_DIRECTIONS FOR THIS TASK_
Transcribe this listing exactly; omit the pictures.
########################################
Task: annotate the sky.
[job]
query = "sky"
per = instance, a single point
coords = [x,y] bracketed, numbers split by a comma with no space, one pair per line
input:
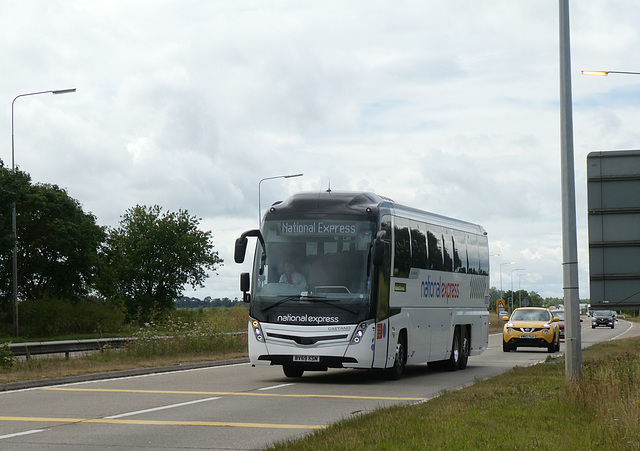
########################################
_EXERCISE ANSWER_
Task: annotate the sky.
[job]
query = "sky"
per = instance, a single point
coords = [x,y] bracketed, numbers split by a comma with no space, one pair per line
input:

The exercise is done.